_DIRECTIVE:_ Take the records below and extract, word for word, the lines from the one containing "Where can the pale" through the final line, inclusive. Omit pictures.

Pointing records
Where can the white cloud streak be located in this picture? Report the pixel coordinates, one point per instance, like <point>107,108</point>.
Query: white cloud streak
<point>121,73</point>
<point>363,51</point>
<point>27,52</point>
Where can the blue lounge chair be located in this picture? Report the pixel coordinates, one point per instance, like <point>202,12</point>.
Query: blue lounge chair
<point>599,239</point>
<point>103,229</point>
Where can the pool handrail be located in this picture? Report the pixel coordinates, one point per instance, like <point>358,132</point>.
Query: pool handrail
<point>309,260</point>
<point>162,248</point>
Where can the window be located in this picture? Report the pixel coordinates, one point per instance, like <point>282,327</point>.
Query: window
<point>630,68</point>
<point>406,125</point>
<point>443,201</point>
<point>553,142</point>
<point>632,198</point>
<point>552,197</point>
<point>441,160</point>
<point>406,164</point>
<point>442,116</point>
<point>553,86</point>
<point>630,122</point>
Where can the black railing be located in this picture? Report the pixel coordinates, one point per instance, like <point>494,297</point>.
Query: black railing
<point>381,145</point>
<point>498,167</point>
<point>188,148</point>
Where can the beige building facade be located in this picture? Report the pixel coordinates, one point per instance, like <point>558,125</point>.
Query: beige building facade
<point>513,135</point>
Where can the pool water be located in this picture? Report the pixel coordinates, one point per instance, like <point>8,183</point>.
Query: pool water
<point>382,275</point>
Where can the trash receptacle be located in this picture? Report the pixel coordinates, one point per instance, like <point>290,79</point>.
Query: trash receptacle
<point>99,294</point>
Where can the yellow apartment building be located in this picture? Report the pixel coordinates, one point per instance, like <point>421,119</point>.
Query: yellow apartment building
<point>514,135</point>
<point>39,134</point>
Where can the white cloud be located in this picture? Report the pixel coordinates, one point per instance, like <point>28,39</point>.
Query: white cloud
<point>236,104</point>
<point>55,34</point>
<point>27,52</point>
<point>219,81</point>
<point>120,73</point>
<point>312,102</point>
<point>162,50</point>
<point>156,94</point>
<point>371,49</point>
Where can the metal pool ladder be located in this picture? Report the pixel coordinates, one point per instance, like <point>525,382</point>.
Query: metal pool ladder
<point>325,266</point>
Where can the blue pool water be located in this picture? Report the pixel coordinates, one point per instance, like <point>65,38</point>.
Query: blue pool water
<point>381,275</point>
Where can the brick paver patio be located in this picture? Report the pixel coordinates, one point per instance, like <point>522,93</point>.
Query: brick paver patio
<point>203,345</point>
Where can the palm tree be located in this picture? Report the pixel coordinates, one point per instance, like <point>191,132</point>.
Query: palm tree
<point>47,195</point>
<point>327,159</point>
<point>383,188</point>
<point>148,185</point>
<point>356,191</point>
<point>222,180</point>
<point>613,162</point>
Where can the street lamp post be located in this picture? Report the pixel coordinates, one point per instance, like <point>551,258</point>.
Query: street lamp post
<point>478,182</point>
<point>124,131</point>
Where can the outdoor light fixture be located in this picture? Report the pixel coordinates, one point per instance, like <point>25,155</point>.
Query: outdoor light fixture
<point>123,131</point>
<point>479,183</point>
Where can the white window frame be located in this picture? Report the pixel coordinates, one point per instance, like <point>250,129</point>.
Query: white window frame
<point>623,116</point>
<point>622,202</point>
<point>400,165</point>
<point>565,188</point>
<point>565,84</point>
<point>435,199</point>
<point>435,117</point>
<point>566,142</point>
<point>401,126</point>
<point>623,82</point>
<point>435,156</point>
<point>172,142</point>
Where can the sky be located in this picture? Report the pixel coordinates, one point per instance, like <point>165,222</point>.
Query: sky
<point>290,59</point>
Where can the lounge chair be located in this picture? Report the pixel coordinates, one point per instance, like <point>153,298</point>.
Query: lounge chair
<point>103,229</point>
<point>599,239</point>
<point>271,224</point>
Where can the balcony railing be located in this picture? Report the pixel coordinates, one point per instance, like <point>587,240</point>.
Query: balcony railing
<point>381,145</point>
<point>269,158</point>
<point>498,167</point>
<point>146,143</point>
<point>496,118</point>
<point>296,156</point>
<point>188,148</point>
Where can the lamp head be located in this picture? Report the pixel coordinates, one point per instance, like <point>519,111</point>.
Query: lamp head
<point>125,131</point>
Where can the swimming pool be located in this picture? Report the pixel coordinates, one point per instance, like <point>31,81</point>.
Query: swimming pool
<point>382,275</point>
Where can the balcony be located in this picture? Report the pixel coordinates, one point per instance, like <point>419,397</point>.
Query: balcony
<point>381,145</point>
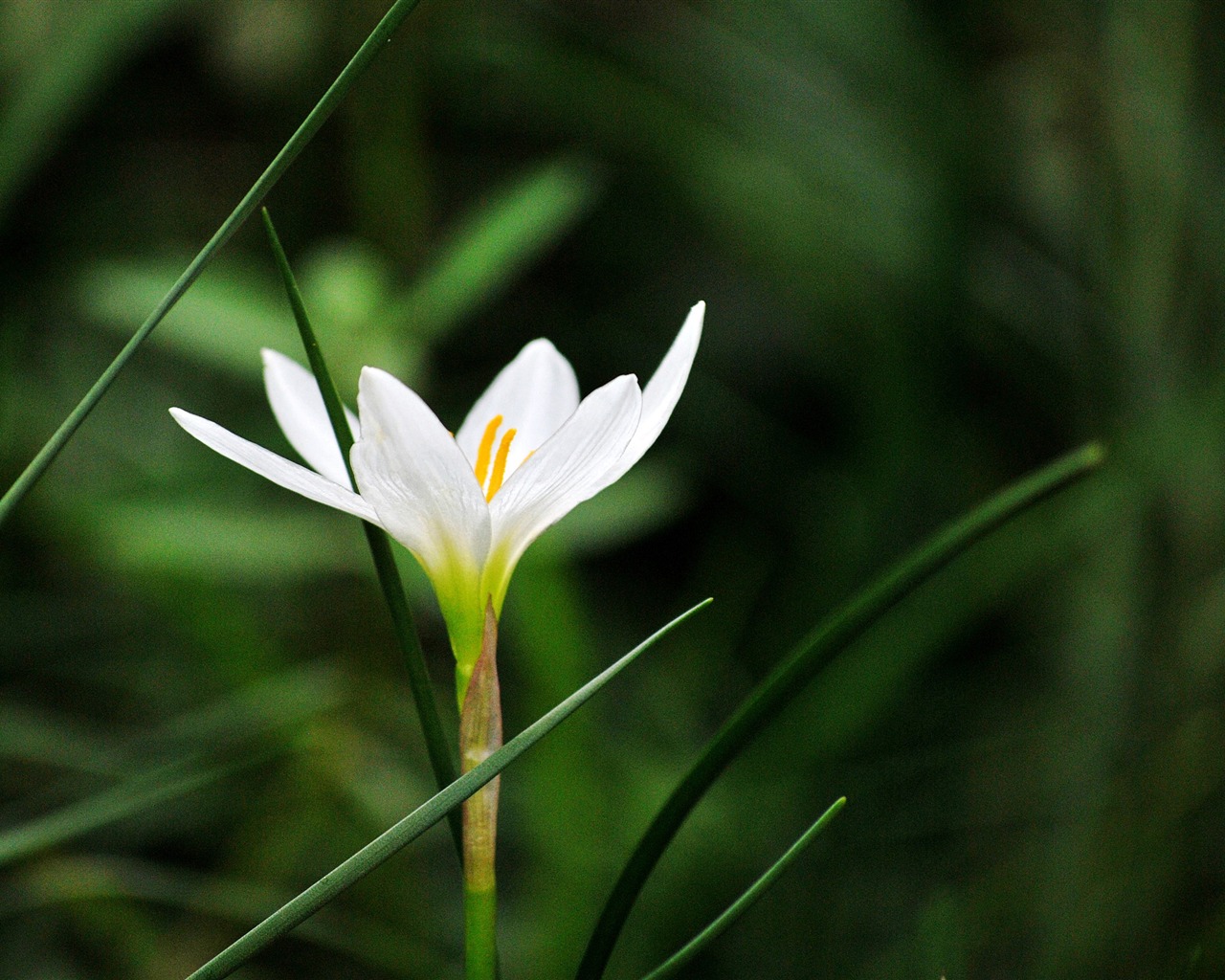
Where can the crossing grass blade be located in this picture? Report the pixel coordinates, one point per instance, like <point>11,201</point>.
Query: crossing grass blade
<point>305,132</point>
<point>390,842</point>
<point>745,902</point>
<point>436,744</point>
<point>845,625</point>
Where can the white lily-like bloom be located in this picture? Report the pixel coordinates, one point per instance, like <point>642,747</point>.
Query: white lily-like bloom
<point>468,505</point>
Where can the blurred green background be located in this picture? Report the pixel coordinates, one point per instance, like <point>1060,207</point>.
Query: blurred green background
<point>941,243</point>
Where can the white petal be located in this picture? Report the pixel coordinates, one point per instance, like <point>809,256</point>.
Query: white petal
<point>568,468</point>
<point>276,468</point>
<point>664,390</point>
<point>412,472</point>
<point>534,394</point>
<point>299,408</point>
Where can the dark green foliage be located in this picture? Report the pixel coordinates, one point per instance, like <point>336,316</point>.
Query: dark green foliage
<point>941,244</point>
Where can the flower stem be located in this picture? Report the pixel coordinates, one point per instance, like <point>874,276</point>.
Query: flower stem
<point>480,734</point>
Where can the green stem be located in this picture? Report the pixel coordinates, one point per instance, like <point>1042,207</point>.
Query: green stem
<point>480,735</point>
<point>380,546</point>
<point>311,123</point>
<point>838,631</point>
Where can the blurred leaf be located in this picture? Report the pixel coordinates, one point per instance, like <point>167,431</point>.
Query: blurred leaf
<point>53,83</point>
<point>495,244</point>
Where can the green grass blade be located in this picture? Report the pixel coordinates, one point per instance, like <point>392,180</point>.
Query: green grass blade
<point>114,804</point>
<point>54,884</point>
<point>315,119</point>
<point>249,717</point>
<point>436,744</point>
<point>415,823</point>
<point>745,902</point>
<point>834,635</point>
<point>46,97</point>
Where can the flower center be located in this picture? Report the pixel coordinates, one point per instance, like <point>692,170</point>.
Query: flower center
<point>485,452</point>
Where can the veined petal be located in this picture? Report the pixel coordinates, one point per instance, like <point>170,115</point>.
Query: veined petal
<point>664,390</point>
<point>568,468</point>
<point>298,406</point>
<point>534,394</point>
<point>415,477</point>
<point>276,468</point>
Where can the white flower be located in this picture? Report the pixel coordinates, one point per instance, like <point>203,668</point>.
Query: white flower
<point>468,505</point>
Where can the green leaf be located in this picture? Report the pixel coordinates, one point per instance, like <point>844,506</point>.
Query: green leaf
<point>495,244</point>
<point>838,631</point>
<point>304,134</point>
<point>745,902</point>
<point>415,823</point>
<point>241,718</point>
<point>380,550</point>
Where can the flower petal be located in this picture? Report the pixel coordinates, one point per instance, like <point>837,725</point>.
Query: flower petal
<point>568,469</point>
<point>412,472</point>
<point>534,394</point>
<point>664,390</point>
<point>298,406</point>
<point>276,468</point>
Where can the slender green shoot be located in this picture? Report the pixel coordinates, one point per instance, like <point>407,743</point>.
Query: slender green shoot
<point>305,132</point>
<point>436,743</point>
<point>390,842</point>
<point>745,902</point>
<point>838,631</point>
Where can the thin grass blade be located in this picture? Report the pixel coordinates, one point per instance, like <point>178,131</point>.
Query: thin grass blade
<point>845,625</point>
<point>436,744</point>
<point>232,726</point>
<point>745,902</point>
<point>305,132</point>
<point>118,803</point>
<point>415,823</point>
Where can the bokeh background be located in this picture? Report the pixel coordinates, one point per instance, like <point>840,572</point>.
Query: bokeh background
<point>941,243</point>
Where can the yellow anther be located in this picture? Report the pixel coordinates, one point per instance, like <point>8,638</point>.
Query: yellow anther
<point>485,450</point>
<point>503,449</point>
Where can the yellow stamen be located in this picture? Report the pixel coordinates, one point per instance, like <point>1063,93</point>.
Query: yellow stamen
<point>503,449</point>
<point>485,449</point>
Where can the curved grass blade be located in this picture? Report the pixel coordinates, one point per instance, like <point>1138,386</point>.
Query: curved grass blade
<point>845,625</point>
<point>59,882</point>
<point>315,119</point>
<point>226,727</point>
<point>415,823</point>
<point>745,902</point>
<point>436,744</point>
<point>114,804</point>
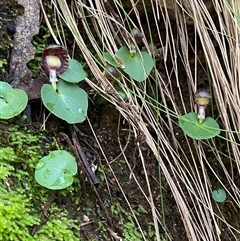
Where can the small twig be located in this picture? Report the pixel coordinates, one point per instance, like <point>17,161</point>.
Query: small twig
<point>89,172</point>
<point>81,177</point>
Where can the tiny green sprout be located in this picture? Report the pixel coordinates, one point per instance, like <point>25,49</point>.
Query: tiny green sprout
<point>137,35</point>
<point>202,98</point>
<point>111,73</point>
<point>55,61</point>
<point>12,101</point>
<point>219,195</point>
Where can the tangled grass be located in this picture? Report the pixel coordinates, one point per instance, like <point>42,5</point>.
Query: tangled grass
<point>200,48</point>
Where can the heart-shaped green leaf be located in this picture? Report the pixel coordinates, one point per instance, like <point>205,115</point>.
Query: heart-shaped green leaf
<point>137,65</point>
<point>189,124</point>
<point>12,101</point>
<point>74,73</point>
<point>219,195</point>
<point>56,170</point>
<point>69,102</point>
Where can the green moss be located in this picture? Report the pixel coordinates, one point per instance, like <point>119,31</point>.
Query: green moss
<point>15,217</point>
<point>61,229</point>
<point>21,197</point>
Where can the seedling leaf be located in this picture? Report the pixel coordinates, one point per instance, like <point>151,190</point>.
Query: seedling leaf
<point>69,102</point>
<point>56,170</point>
<point>12,101</point>
<point>189,124</point>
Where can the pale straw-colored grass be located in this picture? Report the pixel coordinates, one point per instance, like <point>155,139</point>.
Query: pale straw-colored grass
<point>188,166</point>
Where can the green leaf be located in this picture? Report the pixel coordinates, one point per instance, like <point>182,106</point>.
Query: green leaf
<point>110,59</point>
<point>189,124</point>
<point>12,101</point>
<point>138,66</point>
<point>56,170</point>
<point>74,73</point>
<point>219,195</point>
<point>69,102</point>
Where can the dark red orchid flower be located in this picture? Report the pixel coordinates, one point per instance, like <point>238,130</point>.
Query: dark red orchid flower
<point>55,61</point>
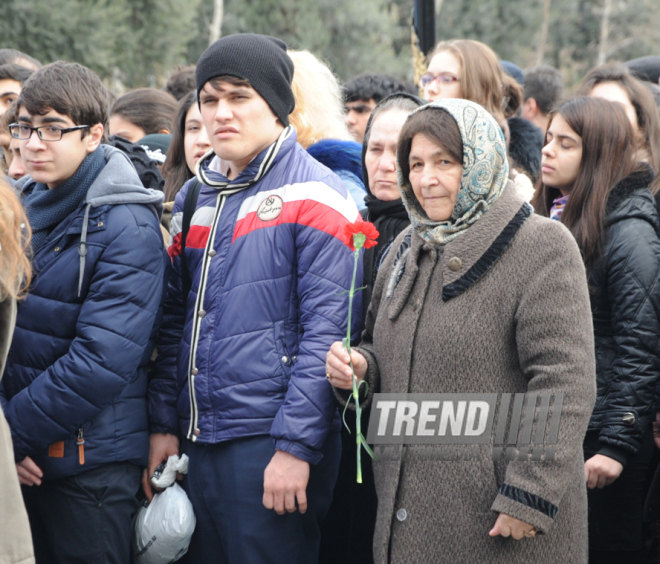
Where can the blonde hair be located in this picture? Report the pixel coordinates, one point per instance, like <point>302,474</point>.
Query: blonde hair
<point>319,112</point>
<point>15,268</point>
<point>482,79</point>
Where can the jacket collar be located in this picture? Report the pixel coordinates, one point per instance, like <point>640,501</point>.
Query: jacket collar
<point>255,171</point>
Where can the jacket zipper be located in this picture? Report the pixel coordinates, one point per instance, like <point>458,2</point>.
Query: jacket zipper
<point>81,448</point>
<point>193,432</point>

_RIGHT ANSWER:_
Where can the pale straw-colored grass be located in this picture? Report the pixel coordinates, one point per instance, like <point>155,139</point>.
Query: pale straw-colored grass
<point>188,166</point>
Where can the green leaf be located in this picture? Report the pixel coordinates, one point per instance, like <point>182,106</point>.
Query: green leaf
<point>110,59</point>
<point>189,124</point>
<point>12,101</point>
<point>138,66</point>
<point>56,170</point>
<point>74,73</point>
<point>219,195</point>
<point>69,102</point>
Where can the dark red orchid flower be located in this picture? Report the pixel coordinates, one point per instance, like <point>238,130</point>.
Query: dark red orchid flower
<point>55,61</point>
Where can the blonde hair be located in this picture? Report the pixel coordinates, one point per instance, like <point>302,474</point>.
Query: blonde hair
<point>319,112</point>
<point>15,268</point>
<point>482,79</point>
Where can the jacket collar be located in this picture? Report the pixel coordinates, one point per instance, like <point>640,501</point>.
Query: jacket collar
<point>255,171</point>
Where can the jacket zipper be located in this picture? Report the pixel coordinates, one point per instance, like <point>458,2</point>.
Query: jacket zipper
<point>81,448</point>
<point>193,432</point>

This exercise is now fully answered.